* **Soal Latihan**:
[a] Berdasarkan teks tentang langkah awal dalam hidup, jelaskan kapan langkah awal hidup menjadi dilema dan problematika, bukan hanya sebuah harapan.
[b] Teruskan teks tentang langkah awal dalam hidup dengan menulis bagian berikutnya, dimulai sesudah kalimat terakhirnya.

* **Kutipan Teks**:
Memulai
langkah pertama dalam perjalanan atau berjalan dalam hidup ini tidak hanya kita
rasakan saat masa-masa kanak , namun kita semua dihadapkan dengan sebuah
langkah pertama dalam tatanan kehidupan masa kini. Langkah awal ada yang
menyebutnya langkah untuk memulai semua dalam menjalani hidup ini belum/tidak
kunjung berahir dan terus berlanjut.
Langkah
awal sebagai permulaan, memulai, mencoba, menapaki langkah demi langkah memang
begitu membebani, sulit dan amat berat. Ada yang berkata berbicara memang lebih
mudah dari pada mempraktekkannya atau melaksanakan/melakukan. Setiap langkah
tidak luput dari rintangan, halangan, tantangan, hambatan atau apapun itu
namanya, semua langkah awal dalam perjalanan sungguh amat terasa. Dalam hidup ini, kita semua mengalami pahit,
manis dan cucuran keringat dan derai air mata, namun ada juga yang mulai dan
memulai dengan langkah tangis bahagia dan tidak tanpa beban.
Langkah
awal hidup sejatinya sebuah asa (harapan), tetapi juga sebuah dilema dan
problematika jika sukar atau sulit untuk di selesaikan atau dijalankan. Potret
lengkap tentang kehidupan sudah sangat terasa dan tampak jelas di Negeri ini.

* **Catatan Kumpulan Data**:
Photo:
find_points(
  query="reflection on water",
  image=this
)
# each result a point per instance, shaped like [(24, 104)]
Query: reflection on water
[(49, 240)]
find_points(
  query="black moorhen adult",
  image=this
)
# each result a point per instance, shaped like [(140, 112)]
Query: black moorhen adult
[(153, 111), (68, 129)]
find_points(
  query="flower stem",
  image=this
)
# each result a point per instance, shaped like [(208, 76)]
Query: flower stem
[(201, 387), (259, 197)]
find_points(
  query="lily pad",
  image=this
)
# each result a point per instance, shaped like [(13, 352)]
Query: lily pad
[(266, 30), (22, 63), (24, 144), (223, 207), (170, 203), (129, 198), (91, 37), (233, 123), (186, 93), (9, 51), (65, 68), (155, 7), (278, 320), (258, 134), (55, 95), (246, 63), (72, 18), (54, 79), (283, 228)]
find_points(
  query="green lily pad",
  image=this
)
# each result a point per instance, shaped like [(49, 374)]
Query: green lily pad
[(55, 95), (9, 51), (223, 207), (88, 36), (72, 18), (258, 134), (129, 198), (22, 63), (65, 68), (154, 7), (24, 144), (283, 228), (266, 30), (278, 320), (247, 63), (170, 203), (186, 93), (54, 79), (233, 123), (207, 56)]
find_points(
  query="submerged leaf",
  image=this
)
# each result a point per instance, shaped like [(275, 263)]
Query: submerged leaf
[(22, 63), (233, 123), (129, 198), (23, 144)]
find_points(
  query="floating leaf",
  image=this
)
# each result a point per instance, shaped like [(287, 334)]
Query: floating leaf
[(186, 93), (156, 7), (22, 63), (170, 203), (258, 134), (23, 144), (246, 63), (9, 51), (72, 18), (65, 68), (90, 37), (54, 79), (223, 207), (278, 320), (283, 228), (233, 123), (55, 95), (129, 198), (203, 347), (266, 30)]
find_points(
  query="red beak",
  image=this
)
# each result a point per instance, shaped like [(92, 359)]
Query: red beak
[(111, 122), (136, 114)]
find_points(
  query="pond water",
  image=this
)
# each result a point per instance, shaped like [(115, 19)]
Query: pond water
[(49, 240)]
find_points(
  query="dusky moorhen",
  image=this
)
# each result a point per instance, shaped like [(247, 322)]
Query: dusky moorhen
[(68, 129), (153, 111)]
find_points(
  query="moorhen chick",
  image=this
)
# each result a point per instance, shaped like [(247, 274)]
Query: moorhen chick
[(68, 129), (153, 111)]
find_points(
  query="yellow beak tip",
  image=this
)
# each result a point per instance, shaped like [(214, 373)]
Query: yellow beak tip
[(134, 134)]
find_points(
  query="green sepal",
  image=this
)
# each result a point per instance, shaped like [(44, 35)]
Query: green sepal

* **Kunci Jawaban**:
[a] Langkah awal hidup sejatinya adalah sebuah asa atau harapan. Namun, langkah itu menjadi dilema dan problematika jika sukar atau sulit untuk diselesaikan atau dijalankan.

[b]
Langkah awal memulai sesuatu apapun itu, dimulai digeluti dan terus digeluti
langkah demi langkah. Dimulai dari langkah para pejuang yang berjuang,
bergerak, bertempur di medan Tempur demi perjuangan meraih kemerdekaan.
Kemerdekaan di Raih, namun lagi-lagi, langkah demi langkah harus dimulai lagi dengan
langkah awal. Mengapa demikian?. Sebuah pertanyaan sekaligus sebagai ungkapan,
Negara ini sudah lama merdeka akan tetapi terus berjuang dan terus berperang
melawan musuh-musuh yang sampai kapanpun kita belum tahu kapan berakhirnya.
Musuh-musuh itu tidak lain:
Pertama,
Semangat Melawan Kebodohan dan kemalasan; Kebodohan dan kemalasan merupakan dua hal
dalam hidup ini yang menjadi momok (akar permasalahan), bodoh atau kebodohan
dan kemalasan adalah karena keadaan dan kondisi yang menentukan. Banyak contoh
kasus terkait hal ini. Salah satu contohnya, banyak di daerah-daerah pedalaman
(wilayah, dari Sabang sampai Merauke)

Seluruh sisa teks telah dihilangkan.